Packers hope RBs can survive against Browns
GREEN BAY, Wis. -- When the Packers play their first home preseason game of the 2012 season Thursday night under the lights of Lambeau Field, it won't be four quarters of Aaron Rodgers and the offense lighting up the scoreboard or many drives with Clay Matthews coming off the edge looking to pick up sacks.
But what will happen is several of the most important questions leading into the regular season will come closer to being answered.
Here are five things to watch when the Cleveland Browns visit for a 7 p.m. game.
1. If no Cedric Benson, then what? Initially, coach Mike McCarthy ruled Benson out from making his Packers preseason debut in this game, but as more injuries continued to strike the running backs this week, the team may be left with no choice but to play Benson. With James Starks (turf toe), Brandon Saine (hamstring) and Du'ane Bennett (knee) already out, starting fullback John Kuhn left Monday's practice with an ankle sprain and is unlikely to be ready for this game. That leaves only Benson, undrafted rookie running back Marc Tyler and undrafted rookie fullback Nic Cooper as fully healthy options in the backfield, with running back Alex Green able to play but on a limited snap count as he continues recovery from a torn ACL last season.
The running backs group is so thin right now that undrafted rookie wide receiver Curenski Gilleylen was taking handoffs during Tuesday's practice.
Due to the rules of the NFL's collective bargaining agreement, Benson had to go through two days in just a helmet and shorts before he can take part in a padded practice. The next time the Packers practice will be that third day and Benson's first opportunity to take a hit. That's why McCarthy would prefer that Benson doesn't play against the Browns, but he is being forced to reconsider given the circumstances.
"We talked about potentially playing him in the game Thursday night," McCarthy said Tuesday, contrasting his statement from a day earlier. "I'm not real comfortable with that. He hasn't had the opportunity to practice in pads."
2. This will be a very important game for Graham Harrell: Already 27, Harrell is older than most inexperienced backup quarterbacks in the NFL. Harrell, who was on the Packers' practice squad a year ago, has never attempted a regular-season pass. So, with Green Bay's coaching staff needing to find out very quickly whether it can trust Harrell as Aaron Rodgers' backup, the Packers will use Harrell a lot against the Browns.
"It's very important to see as much of Graham Harrell as we possibly can," McCarthy said Tuesday. "That's where he is in his development. He doesn't have a lot of playing time under his belt. Really, last year is the most significant time he was able to have in a preseason.
"So I feel like he's a little behind as far as opportunities based on his age and how long he's been out of college. Graham's ready, and it's important for him to play."
Harrell was very good in the touchdown-scoring two-minute drive right before halftime in last week's game in San Diego, but in the three series prior to that he was shaky. Harrell will need to show more consistency this week in order for the Packers to stay with him and not begin seriously shopping for a more proven backup quarterback.

_OBJECTIVES_
- A) Name every Packers running back or fullback whose injury the Packers preseason article mentions, and give the injury for each.
- B) Carry on writing the Packers preseason article, picking up after its final paragraph.

_ITEMS_
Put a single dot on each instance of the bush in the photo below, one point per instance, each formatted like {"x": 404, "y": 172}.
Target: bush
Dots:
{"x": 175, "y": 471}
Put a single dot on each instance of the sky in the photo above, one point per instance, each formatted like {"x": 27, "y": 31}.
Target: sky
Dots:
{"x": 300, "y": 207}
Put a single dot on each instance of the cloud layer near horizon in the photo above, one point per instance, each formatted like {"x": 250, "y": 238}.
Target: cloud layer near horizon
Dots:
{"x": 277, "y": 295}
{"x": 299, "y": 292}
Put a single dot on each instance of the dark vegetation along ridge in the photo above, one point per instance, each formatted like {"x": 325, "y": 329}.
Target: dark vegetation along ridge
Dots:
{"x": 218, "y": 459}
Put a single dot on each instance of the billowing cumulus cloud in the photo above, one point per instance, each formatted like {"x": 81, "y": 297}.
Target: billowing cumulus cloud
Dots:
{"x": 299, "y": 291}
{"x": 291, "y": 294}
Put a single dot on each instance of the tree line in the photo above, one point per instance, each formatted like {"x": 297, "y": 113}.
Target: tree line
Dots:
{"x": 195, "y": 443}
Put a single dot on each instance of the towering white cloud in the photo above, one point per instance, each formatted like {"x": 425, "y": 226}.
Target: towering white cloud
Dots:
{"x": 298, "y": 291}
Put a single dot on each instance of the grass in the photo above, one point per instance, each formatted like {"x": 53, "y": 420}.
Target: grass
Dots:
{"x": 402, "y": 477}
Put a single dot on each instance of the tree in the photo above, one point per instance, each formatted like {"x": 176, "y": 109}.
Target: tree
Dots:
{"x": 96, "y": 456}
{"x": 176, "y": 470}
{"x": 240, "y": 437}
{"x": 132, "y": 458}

_TASK RESULTS_
- A)
James Starks: turf toe
Brandon Saine: hamstring
Du'ane Bennett: knee
John Kuhn: ankle sprain
Alex Green: torn ACL last season

- B)
3. This is Casey Hayward's chance to become a starter: The right outside cornerback spot was supposed to provide one of the best position battles in Packers training camp with the starting job up for grabs. Jarrett Bush was the Day 1 starter with Sam Shields right behind him, but soon Davon House had surpassed both of them. House then suffered a shoulder injury in the preseason opener and will be out at least for the next two weeks. Shields has remained sidelined with an elbow injury, and Hayward has been suddenly thrust into an opportunity to start as a rookie. Hayward, a second-round pick, has taken most of the first-team snaps since House's injury, but he has far from secured his place as the starter. Cornerbacks coach Joe Whitt said this week that it's still an open competition and that any of the players could still emerge as the frontrunner for the position. But more than likely, Hayward will begin this game with the starters and will have an opportunity to show whether he's ready for such a big responsibility so early in his career.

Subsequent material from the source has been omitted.